::: Passage given :::
-1

I am trying to goose to read from .html files(specified url here for sake convenience in examples)[1]. But at times it's doesn't show any text. Please help me out here with the issue.

Goose version used:https://github.com/agolo/python-goose/ Present version gives some errors.

from goose import Goose
from requests import get

response = get('http://www.highbeam.com/doc/1P3-979471971.html')
extractor = Goose()
article = extractor.extract(raw_html=response.content)
text = article.cleaned_text
print text
Community
  • 1
  • 1
Abhishek Bhatia
  • 9,404
  • 26
  • 87
  • 142

1 Answers1

2

Goose indeed uses several predefined elements which are likely a good starting point for finding the top node. If there are no "known" elements found, it starts looking for the top_node which in general is an element containing a lot of p tags inside it. You can read extractors/content.py for more details.

The given article does not have many traits of a common article, which is normally wrapped inside an article tag, or a div tag with class and id such as 'post-content', 'story-body', 'article', etc. It's a div tag with id = 'docText' and has no paragraphs, thus Goose cannot predict a good thing about it.
:::
Write out the stretch of the thread on Goose text extraction from "Goose indeed uses" through "thing about it.", word for word.
::: Dataset :::
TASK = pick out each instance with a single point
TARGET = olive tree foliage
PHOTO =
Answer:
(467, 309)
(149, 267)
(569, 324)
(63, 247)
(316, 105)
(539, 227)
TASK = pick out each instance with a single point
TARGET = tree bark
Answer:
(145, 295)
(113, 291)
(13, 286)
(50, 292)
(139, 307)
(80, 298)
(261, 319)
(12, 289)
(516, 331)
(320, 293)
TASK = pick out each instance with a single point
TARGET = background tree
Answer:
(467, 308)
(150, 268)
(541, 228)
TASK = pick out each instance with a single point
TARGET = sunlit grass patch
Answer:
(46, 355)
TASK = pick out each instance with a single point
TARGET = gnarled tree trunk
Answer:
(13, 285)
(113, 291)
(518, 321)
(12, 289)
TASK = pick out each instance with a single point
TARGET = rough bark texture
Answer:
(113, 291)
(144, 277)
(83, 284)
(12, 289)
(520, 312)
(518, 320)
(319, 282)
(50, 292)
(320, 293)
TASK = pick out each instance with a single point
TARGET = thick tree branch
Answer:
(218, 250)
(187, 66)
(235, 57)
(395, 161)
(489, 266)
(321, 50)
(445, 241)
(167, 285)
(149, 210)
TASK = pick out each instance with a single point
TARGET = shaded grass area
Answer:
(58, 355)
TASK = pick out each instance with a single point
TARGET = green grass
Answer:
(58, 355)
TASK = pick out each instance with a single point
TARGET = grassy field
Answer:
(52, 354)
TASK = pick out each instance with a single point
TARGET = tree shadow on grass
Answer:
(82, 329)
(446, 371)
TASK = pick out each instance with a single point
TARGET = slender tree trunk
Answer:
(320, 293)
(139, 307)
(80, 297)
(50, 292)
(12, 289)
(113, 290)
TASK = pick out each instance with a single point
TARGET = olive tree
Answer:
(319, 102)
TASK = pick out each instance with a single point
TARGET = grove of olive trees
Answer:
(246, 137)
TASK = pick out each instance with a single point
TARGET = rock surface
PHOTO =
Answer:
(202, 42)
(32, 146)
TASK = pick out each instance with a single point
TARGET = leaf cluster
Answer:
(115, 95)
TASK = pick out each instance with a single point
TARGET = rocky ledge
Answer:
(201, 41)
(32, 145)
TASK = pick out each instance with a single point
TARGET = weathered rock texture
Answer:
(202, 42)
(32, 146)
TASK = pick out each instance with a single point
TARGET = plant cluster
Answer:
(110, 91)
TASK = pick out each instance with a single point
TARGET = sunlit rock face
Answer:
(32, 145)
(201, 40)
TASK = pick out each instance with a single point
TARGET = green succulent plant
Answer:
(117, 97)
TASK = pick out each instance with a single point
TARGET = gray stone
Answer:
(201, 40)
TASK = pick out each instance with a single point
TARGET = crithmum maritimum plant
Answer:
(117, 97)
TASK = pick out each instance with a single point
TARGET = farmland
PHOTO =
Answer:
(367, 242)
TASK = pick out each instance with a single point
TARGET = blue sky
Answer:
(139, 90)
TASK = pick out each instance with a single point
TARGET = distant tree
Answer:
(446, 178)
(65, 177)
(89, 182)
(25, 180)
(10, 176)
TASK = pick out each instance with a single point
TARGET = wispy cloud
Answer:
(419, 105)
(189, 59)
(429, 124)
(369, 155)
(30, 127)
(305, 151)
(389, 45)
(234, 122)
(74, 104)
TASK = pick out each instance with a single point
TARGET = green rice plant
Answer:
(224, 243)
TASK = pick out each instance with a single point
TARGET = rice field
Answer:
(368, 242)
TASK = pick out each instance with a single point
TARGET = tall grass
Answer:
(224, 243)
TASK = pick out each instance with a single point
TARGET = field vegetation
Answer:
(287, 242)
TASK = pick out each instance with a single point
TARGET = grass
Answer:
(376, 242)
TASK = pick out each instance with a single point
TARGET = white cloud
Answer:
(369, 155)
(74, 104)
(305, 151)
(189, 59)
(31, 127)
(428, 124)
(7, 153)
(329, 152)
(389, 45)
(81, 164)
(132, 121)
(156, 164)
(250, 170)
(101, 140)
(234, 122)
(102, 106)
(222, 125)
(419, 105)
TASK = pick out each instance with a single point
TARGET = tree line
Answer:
:::
Exercise result>
Goose indeed uses several predefined elements which are likely a good starting point for finding the top node. If there are no "known" elements found, it starts looking for the top_node which in general is an element containing a lot of p tags inside it. You can read extractors/content.py for more details.

The given article does not have many traits of a common article, which is normally wrapped inside an article tag, or a div tag with class and id such as 'post-content', 'story-body', 'article', etc. It's a div tag with id = 'docText' and has no paragraphs, thus Goose cannot predict a good thing about it.